═════ EXTRACTED ENTRIES
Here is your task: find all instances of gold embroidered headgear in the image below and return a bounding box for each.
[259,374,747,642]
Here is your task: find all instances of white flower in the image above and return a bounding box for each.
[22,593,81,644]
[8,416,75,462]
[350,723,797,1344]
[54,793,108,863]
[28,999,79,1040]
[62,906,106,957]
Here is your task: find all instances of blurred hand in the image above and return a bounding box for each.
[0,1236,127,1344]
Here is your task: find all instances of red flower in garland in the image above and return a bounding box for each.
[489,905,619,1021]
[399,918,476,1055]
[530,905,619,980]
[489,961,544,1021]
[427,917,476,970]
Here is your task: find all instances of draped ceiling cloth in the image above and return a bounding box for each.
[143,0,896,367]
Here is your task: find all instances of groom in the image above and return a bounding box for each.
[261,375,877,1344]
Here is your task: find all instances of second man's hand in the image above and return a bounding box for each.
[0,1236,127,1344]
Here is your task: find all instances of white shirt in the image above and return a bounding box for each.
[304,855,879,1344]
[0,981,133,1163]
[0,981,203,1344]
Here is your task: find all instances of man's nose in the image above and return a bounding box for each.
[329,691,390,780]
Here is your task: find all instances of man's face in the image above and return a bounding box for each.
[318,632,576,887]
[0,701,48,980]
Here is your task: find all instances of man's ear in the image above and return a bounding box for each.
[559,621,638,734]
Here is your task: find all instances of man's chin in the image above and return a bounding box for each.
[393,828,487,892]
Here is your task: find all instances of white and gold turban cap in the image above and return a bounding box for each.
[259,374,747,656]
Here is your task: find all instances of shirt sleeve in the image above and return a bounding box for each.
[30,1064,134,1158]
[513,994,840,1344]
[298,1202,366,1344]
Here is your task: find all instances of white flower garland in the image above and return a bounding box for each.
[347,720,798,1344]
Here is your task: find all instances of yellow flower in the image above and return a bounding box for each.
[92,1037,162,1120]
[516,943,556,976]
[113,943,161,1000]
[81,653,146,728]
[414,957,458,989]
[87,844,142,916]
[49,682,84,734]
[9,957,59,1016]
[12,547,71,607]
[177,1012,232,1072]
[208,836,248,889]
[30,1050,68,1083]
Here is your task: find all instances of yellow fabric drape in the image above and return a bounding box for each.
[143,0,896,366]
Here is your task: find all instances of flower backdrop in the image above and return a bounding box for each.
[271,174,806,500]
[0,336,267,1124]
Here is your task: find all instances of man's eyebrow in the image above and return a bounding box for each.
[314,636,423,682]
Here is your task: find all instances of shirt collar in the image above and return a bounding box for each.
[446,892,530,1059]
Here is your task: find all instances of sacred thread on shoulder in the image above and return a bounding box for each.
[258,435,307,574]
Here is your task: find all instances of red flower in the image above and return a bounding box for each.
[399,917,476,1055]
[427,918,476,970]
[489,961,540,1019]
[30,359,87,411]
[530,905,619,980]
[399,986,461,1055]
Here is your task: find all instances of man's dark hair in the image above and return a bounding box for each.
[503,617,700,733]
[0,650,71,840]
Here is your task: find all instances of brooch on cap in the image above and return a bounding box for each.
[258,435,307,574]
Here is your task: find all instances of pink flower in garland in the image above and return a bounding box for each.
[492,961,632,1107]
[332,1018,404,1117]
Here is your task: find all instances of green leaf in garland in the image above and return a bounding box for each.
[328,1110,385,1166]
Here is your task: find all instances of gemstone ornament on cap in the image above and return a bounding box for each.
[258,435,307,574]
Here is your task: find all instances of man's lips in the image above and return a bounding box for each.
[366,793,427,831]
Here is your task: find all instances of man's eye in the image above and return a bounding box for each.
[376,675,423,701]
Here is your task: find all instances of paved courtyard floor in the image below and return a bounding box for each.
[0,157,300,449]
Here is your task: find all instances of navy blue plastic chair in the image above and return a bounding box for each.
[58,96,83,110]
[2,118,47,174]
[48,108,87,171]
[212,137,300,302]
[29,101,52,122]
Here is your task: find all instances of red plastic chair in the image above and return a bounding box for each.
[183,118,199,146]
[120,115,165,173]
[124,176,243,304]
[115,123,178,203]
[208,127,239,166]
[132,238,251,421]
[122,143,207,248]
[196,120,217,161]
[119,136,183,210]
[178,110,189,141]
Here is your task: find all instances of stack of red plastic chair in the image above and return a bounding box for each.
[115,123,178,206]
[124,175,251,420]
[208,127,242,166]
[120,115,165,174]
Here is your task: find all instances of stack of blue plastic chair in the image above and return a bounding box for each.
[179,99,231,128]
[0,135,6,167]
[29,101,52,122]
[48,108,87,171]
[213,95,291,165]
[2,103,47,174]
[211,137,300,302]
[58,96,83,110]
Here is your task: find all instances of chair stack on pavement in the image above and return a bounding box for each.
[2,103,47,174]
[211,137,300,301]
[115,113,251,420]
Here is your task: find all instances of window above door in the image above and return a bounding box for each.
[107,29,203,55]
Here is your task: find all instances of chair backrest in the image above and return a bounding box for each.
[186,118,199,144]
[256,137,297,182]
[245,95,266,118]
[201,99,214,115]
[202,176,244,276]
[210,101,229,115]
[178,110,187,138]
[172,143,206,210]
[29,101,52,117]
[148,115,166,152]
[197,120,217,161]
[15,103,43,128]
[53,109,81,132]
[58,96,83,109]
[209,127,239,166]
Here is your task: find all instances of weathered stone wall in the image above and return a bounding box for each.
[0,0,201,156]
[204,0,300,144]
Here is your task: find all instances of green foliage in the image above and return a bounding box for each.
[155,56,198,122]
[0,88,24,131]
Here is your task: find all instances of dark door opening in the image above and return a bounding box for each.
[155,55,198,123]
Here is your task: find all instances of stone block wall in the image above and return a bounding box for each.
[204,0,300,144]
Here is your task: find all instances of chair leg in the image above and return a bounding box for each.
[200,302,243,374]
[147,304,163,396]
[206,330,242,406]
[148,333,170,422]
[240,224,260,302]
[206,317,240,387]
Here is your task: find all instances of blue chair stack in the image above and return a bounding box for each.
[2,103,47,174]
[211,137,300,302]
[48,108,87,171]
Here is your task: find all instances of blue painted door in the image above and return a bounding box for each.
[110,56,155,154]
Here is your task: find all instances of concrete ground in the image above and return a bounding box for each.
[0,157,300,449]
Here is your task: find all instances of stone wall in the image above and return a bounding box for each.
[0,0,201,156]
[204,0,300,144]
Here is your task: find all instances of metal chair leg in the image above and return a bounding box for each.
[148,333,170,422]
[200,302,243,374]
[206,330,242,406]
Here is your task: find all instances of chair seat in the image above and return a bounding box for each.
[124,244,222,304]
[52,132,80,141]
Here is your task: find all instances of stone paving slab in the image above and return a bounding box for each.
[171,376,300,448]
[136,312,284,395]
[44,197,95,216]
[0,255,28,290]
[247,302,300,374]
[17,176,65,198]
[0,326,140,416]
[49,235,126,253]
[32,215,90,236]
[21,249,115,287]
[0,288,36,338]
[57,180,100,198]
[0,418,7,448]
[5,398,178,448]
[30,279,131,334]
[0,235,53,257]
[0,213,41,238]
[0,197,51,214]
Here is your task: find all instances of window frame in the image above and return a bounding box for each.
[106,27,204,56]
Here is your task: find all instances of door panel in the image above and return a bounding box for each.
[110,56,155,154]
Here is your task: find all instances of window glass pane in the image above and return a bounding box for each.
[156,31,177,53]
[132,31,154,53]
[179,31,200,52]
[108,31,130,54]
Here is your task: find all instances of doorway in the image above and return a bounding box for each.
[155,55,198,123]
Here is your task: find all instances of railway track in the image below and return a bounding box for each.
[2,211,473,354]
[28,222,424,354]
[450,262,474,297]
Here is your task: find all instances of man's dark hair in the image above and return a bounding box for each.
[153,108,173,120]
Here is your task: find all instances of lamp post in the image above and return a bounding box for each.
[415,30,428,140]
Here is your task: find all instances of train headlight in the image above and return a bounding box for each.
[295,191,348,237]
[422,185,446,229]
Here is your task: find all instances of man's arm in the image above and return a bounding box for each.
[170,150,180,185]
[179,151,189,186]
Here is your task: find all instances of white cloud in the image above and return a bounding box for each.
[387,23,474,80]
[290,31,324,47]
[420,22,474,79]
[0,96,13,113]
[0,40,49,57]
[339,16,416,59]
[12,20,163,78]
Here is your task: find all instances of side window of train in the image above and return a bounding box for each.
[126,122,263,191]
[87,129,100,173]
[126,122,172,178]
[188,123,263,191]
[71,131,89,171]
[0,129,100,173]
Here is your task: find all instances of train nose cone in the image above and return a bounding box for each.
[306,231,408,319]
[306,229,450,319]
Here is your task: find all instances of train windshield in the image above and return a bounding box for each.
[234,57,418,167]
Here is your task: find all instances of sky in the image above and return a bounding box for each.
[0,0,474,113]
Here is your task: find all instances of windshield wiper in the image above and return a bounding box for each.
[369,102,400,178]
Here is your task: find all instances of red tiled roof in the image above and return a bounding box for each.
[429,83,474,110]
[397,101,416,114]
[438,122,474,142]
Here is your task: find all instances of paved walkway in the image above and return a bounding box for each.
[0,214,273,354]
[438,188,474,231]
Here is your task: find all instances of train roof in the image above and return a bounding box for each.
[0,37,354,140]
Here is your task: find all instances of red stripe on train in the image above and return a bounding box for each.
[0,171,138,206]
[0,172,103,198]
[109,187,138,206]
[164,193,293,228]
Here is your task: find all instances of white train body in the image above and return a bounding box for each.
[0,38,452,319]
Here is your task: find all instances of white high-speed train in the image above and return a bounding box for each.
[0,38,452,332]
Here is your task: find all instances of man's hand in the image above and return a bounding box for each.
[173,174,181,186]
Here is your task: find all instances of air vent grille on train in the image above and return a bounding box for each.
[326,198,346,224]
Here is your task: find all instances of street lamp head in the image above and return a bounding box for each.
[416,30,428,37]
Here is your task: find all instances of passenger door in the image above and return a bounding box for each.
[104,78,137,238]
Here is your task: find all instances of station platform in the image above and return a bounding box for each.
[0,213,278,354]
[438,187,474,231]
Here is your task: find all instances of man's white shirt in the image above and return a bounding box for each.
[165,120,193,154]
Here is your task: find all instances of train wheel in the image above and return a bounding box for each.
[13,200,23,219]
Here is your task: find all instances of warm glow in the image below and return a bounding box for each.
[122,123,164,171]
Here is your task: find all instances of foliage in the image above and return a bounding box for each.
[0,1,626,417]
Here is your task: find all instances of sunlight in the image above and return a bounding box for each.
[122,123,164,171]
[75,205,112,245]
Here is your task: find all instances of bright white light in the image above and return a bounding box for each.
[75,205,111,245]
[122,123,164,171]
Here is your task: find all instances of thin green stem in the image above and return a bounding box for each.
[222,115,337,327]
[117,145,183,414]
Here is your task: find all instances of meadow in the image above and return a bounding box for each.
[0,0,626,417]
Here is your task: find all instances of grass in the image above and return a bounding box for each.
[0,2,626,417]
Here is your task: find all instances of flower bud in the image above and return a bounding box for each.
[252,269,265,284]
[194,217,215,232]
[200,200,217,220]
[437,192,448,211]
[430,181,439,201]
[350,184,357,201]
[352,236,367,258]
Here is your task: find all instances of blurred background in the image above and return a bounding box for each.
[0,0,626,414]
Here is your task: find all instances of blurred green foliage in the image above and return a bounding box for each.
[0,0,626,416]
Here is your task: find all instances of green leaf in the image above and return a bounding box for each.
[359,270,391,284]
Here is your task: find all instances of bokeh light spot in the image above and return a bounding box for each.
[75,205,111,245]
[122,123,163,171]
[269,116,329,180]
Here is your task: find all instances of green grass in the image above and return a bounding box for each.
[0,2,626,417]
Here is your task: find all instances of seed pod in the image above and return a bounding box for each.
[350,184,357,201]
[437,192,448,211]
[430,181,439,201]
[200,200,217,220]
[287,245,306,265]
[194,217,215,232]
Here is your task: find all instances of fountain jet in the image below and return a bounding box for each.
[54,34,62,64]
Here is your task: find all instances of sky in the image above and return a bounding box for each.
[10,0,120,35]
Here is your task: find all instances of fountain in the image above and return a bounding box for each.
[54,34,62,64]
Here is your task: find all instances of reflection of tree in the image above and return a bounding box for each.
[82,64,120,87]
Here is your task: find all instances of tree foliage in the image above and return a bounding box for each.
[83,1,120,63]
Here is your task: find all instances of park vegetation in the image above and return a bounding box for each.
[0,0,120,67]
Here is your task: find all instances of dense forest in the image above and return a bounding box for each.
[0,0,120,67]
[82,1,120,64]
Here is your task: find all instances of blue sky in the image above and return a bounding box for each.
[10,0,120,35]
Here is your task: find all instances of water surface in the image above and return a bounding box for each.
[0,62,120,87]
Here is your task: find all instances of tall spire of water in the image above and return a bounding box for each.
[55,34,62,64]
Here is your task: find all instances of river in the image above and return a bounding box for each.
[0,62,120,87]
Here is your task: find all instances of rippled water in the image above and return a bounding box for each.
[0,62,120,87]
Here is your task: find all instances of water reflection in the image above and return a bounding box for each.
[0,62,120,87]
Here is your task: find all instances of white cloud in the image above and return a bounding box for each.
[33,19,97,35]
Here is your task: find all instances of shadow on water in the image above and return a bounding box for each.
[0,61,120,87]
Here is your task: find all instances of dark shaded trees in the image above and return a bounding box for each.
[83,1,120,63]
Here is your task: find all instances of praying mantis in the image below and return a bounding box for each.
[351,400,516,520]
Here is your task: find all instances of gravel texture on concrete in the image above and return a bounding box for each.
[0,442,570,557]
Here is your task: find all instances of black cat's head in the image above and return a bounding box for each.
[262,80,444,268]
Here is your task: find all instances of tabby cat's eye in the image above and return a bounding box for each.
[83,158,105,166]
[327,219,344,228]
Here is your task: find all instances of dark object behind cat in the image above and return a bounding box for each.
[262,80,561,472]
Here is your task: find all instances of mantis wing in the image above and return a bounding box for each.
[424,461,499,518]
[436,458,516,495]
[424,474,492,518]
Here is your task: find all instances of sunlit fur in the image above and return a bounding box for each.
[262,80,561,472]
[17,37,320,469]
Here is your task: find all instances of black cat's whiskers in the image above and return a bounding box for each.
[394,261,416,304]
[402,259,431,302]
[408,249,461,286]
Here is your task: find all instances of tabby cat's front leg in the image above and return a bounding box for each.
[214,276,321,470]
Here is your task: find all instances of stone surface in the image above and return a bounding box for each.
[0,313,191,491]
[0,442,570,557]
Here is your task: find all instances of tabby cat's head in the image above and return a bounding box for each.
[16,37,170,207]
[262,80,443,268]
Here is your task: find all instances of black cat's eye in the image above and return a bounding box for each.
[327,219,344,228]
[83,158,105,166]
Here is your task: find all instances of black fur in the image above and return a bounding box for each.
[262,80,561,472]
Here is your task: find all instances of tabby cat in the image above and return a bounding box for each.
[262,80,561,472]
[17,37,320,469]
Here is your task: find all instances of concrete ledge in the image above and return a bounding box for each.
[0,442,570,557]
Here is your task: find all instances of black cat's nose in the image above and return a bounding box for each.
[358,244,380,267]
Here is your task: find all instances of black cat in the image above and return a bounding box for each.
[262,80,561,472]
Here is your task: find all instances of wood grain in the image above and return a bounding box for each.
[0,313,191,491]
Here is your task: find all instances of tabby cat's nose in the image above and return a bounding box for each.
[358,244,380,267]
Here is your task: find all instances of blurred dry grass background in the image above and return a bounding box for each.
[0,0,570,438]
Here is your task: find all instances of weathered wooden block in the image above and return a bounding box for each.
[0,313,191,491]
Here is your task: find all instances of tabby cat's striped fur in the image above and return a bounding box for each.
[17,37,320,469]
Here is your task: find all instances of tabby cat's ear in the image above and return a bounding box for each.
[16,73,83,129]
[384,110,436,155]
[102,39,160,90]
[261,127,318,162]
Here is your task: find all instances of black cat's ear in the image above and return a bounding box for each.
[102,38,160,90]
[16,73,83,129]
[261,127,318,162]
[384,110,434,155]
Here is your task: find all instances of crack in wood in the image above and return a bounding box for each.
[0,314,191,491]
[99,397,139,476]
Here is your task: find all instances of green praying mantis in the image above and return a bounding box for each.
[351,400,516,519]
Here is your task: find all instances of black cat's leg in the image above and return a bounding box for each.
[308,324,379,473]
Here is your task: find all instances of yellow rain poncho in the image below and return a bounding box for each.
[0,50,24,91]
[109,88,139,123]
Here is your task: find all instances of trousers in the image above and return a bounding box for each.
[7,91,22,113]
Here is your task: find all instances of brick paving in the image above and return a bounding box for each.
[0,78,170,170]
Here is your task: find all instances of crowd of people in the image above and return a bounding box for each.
══════════
TASK PROMPT »
Rescale everything in the data from the line containing "Here is your task: find all instances of stone wall" down to the line containing "[422,185,446,229]", both ends included, and write out all of those lines again with the requests kept unchanged. In the answers, multiply every bounding-box coordinate by 1.75 and round it to a whole number, with halves rounding up.

SOLUTION BELOW »
Here is your task: find all instances of stone wall in the image above and return a bounding box for each.
[0,0,352,273]
[357,0,525,252]
Here is your task: find all instances of metal chair leg in the image above and return a bounding box for each.
[259,583,298,739]
[350,529,425,655]
[361,578,424,711]
Here is your task: find all instances of chair seat in the image above and return a bounding box for each.
[217,427,389,532]
[91,231,140,247]
Here is your task: find all instances of stone paving slab in the image above and return a bounding box for each.
[299,658,525,784]
[238,546,497,691]
[77,345,166,378]
[0,446,49,508]
[432,529,525,655]
[30,308,114,347]
[0,571,245,728]
[86,411,221,443]
[56,376,158,413]
[37,436,201,502]
[0,504,63,592]
[100,315,175,347]
[0,732,12,784]
[9,697,312,784]
[53,488,229,585]
[0,411,93,450]
[0,373,72,417]
[0,345,89,375]
Here is your task: find all instances of window frame in the image above and return a bounding box for each.
[186,47,357,98]
Here is your task: find all instances of door panel in the image above and return a bounding box for each.
[193,98,271,270]
Here is your task: find all instances of window glass pane in the image above and return a bounding box for each.
[273,54,310,93]
[231,54,270,93]
[313,54,350,91]
[189,54,228,95]
Here is your task: find all instances of doorway in the image above and return a bounding box for each.
[271,96,347,215]
Here is your task: find all instances of railway track in the image below and return a bounding box for each.
[4,369,828,620]
[49,389,742,620]
[788,459,830,520]
Here is your task: find all instances of man's dark hair in the image above and return a bounding box for each.
[268,189,303,210]
Here is your task: find all instances of lamp post in the image above and return a bounding box for each.
[726,53,749,245]
Here is your task: find all instances of train headlight in the image above and return a bounding box for each.
[516,334,609,415]
[739,324,781,401]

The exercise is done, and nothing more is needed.